Given instruction:
Write out all of the records below word for word, changing nothing.

BEGIN Task material

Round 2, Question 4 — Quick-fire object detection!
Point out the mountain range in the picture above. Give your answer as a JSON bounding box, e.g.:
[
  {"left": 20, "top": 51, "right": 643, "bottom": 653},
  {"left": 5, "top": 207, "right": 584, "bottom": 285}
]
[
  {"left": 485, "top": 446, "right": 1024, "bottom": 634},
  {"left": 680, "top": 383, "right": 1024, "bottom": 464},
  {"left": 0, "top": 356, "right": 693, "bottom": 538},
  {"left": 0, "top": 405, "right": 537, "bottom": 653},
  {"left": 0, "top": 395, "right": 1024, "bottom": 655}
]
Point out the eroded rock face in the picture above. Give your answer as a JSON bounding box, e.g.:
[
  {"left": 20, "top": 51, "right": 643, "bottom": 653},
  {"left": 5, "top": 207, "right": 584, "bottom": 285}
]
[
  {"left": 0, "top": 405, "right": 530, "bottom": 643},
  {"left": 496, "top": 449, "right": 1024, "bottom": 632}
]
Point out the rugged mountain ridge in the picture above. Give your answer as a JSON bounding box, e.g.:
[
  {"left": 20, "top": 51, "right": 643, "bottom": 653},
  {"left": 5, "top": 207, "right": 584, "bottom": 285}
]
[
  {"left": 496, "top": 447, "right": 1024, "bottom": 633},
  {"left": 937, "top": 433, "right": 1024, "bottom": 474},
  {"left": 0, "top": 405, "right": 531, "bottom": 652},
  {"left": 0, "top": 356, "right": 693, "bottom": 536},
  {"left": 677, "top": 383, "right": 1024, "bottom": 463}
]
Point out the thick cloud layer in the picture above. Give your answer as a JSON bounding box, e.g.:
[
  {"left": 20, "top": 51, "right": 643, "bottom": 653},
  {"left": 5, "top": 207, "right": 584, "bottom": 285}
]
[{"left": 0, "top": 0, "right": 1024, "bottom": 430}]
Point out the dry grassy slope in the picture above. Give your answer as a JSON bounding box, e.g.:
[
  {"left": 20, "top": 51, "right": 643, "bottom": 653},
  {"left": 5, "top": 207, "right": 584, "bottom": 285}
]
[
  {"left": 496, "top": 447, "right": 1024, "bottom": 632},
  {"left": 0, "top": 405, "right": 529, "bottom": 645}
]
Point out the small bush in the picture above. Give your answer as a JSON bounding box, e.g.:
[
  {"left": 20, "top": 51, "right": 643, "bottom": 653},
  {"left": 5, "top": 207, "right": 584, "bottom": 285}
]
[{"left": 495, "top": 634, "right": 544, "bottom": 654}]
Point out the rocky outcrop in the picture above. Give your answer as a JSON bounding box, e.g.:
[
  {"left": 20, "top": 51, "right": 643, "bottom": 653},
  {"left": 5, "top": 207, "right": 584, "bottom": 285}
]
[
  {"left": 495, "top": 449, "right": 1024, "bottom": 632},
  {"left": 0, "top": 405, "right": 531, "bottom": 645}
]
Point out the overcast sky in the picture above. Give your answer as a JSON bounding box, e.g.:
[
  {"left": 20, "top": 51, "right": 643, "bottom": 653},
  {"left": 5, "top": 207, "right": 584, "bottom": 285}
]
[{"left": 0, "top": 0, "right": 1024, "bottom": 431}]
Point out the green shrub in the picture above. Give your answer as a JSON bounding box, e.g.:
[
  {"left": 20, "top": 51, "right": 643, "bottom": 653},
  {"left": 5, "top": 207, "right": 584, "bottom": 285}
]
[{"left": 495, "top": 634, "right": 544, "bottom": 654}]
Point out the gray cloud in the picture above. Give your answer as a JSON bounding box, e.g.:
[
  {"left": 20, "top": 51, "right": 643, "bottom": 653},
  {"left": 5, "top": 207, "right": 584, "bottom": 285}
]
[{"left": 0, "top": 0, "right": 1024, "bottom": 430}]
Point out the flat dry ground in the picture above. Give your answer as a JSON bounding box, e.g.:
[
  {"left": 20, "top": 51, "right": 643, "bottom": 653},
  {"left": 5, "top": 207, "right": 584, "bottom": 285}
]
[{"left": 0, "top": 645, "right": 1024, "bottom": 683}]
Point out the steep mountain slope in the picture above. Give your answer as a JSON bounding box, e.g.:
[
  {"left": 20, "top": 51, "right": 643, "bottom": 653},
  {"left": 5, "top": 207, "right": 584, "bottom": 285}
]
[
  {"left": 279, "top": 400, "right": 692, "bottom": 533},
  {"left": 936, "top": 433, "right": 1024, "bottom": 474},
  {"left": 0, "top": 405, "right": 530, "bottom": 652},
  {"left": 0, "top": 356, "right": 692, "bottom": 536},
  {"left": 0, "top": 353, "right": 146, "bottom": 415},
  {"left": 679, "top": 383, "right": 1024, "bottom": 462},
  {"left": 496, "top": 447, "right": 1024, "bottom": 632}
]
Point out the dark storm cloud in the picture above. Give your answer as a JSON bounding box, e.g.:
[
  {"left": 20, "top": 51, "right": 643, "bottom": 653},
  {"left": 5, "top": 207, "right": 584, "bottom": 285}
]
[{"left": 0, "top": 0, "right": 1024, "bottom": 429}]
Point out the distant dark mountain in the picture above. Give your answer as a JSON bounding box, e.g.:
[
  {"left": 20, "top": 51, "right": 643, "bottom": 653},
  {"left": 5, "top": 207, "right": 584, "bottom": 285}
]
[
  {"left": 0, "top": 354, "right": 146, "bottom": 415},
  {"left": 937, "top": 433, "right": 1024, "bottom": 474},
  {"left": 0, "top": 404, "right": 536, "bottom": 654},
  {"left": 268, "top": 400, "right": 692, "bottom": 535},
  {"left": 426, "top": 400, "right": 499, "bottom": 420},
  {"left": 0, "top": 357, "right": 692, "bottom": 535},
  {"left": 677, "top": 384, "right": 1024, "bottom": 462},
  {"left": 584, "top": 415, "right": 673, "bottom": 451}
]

END Task material

Task result:
Round 2, Question 4 — Quick-fire object detection!
Point out the mountain range in the picture above. Give your answer as a JSON bounding box, e.g.:
[
  {"left": 20, "top": 51, "right": 643, "bottom": 653},
  {"left": 5, "top": 207, "right": 584, "bottom": 285}
]
[
  {"left": 485, "top": 446, "right": 1024, "bottom": 634},
  {"left": 680, "top": 383, "right": 1024, "bottom": 464},
  {"left": 0, "top": 356, "right": 693, "bottom": 538},
  {"left": 0, "top": 405, "right": 537, "bottom": 653},
  {"left": 0, "top": 395, "right": 1024, "bottom": 655}
]
Point out the eroded rock face in the picture above. Give your answer as a JSON bounding box, e.g.:
[
  {"left": 20, "top": 51, "right": 643, "bottom": 653},
  {"left": 5, "top": 207, "right": 584, "bottom": 285}
]
[
  {"left": 0, "top": 405, "right": 530, "bottom": 643},
  {"left": 496, "top": 449, "right": 1024, "bottom": 632}
]
Point out the rugged mountain ridge in the picture above. Give your answer as a JSON bounding box, e.g.:
[
  {"left": 20, "top": 51, "right": 643, "bottom": 653},
  {"left": 5, "top": 207, "right": 584, "bottom": 285}
]
[
  {"left": 496, "top": 447, "right": 1024, "bottom": 633},
  {"left": 937, "top": 433, "right": 1024, "bottom": 474},
  {"left": 0, "top": 405, "right": 531, "bottom": 652},
  {"left": 0, "top": 356, "right": 693, "bottom": 536},
  {"left": 677, "top": 383, "right": 1024, "bottom": 463}
]
Point out the thick cloud layer in the picture above. Give your answer as a JSON bounding box, e.g.:
[
  {"left": 20, "top": 51, "right": 643, "bottom": 653},
  {"left": 5, "top": 207, "right": 584, "bottom": 285}
]
[{"left": 0, "top": 0, "right": 1024, "bottom": 430}]
Point out the dry grassy slope in the picture above. Give your answer as a JSON bounding box, e.g.:
[
  {"left": 20, "top": 51, "right": 643, "bottom": 653},
  {"left": 5, "top": 207, "right": 584, "bottom": 285}
]
[
  {"left": 496, "top": 447, "right": 1024, "bottom": 632},
  {"left": 0, "top": 405, "right": 529, "bottom": 645}
]
Point out the small bush in the picture above. Give your answer as a JSON bounding box, e.g.:
[
  {"left": 20, "top": 51, "right": 643, "bottom": 653},
  {"left": 5, "top": 207, "right": 584, "bottom": 285}
]
[{"left": 495, "top": 634, "right": 544, "bottom": 654}]
Point out the rocky outcrop in the picture above. Give your answer as a JSON bounding box, e.g.:
[
  {"left": 20, "top": 51, "right": 643, "bottom": 653},
  {"left": 5, "top": 207, "right": 584, "bottom": 285}
]
[
  {"left": 495, "top": 449, "right": 1024, "bottom": 632},
  {"left": 0, "top": 405, "right": 531, "bottom": 645}
]
Point out the overcast sky in the picture above. Give your answer as a JSON bounding box, e.g.:
[
  {"left": 20, "top": 51, "right": 643, "bottom": 653},
  {"left": 5, "top": 207, "right": 584, "bottom": 285}
]
[{"left": 0, "top": 0, "right": 1024, "bottom": 431}]
Point out the green shrub in the picture above. Give your answer as a JSON bounding box, e.g.:
[
  {"left": 20, "top": 51, "right": 643, "bottom": 653},
  {"left": 5, "top": 207, "right": 584, "bottom": 285}
]
[{"left": 495, "top": 634, "right": 544, "bottom": 654}]
Point out the gray cloud in the picture above. Give your answer as a JSON bounding box, e.g.:
[
  {"left": 20, "top": 51, "right": 643, "bottom": 653},
  {"left": 5, "top": 207, "right": 584, "bottom": 285}
]
[{"left": 0, "top": 0, "right": 1024, "bottom": 430}]
Point out the flat dry ground in the picture above. Give your answer as a JSON bounding box, e.g.:
[
  {"left": 20, "top": 51, "right": 643, "bottom": 653},
  {"left": 5, "top": 207, "right": 584, "bottom": 285}
]
[{"left": 0, "top": 645, "right": 1024, "bottom": 683}]
Point out the steep mountain slope in the picture above. Give your answer as a JSON bounding box, e.g.:
[
  {"left": 20, "top": 51, "right": 643, "bottom": 653},
  {"left": 5, "top": 207, "right": 584, "bottom": 285}
]
[
  {"left": 279, "top": 400, "right": 692, "bottom": 533},
  {"left": 936, "top": 433, "right": 1024, "bottom": 474},
  {"left": 0, "top": 405, "right": 530, "bottom": 652},
  {"left": 0, "top": 356, "right": 692, "bottom": 536},
  {"left": 0, "top": 353, "right": 146, "bottom": 415},
  {"left": 679, "top": 383, "right": 1024, "bottom": 462},
  {"left": 496, "top": 447, "right": 1024, "bottom": 632}
]
Point out the dark storm cloud in the picture above. Give your answer as a JSON bounding box, e.g.:
[
  {"left": 20, "top": 51, "right": 643, "bottom": 653},
  {"left": 5, "top": 207, "right": 584, "bottom": 285}
]
[{"left": 0, "top": 0, "right": 1024, "bottom": 429}]
Point out the distant dark mountain in the picture above. Give your answer as a JSON bounding box, e.g.:
[
  {"left": 20, "top": 51, "right": 643, "bottom": 653},
  {"left": 5, "top": 207, "right": 584, "bottom": 285}
]
[
  {"left": 0, "top": 354, "right": 146, "bottom": 415},
  {"left": 937, "top": 433, "right": 1024, "bottom": 474},
  {"left": 0, "top": 404, "right": 536, "bottom": 654},
  {"left": 268, "top": 400, "right": 692, "bottom": 535},
  {"left": 426, "top": 400, "right": 499, "bottom": 420},
  {"left": 0, "top": 357, "right": 692, "bottom": 535},
  {"left": 677, "top": 384, "right": 1024, "bottom": 462},
  {"left": 584, "top": 415, "right": 673, "bottom": 451}
]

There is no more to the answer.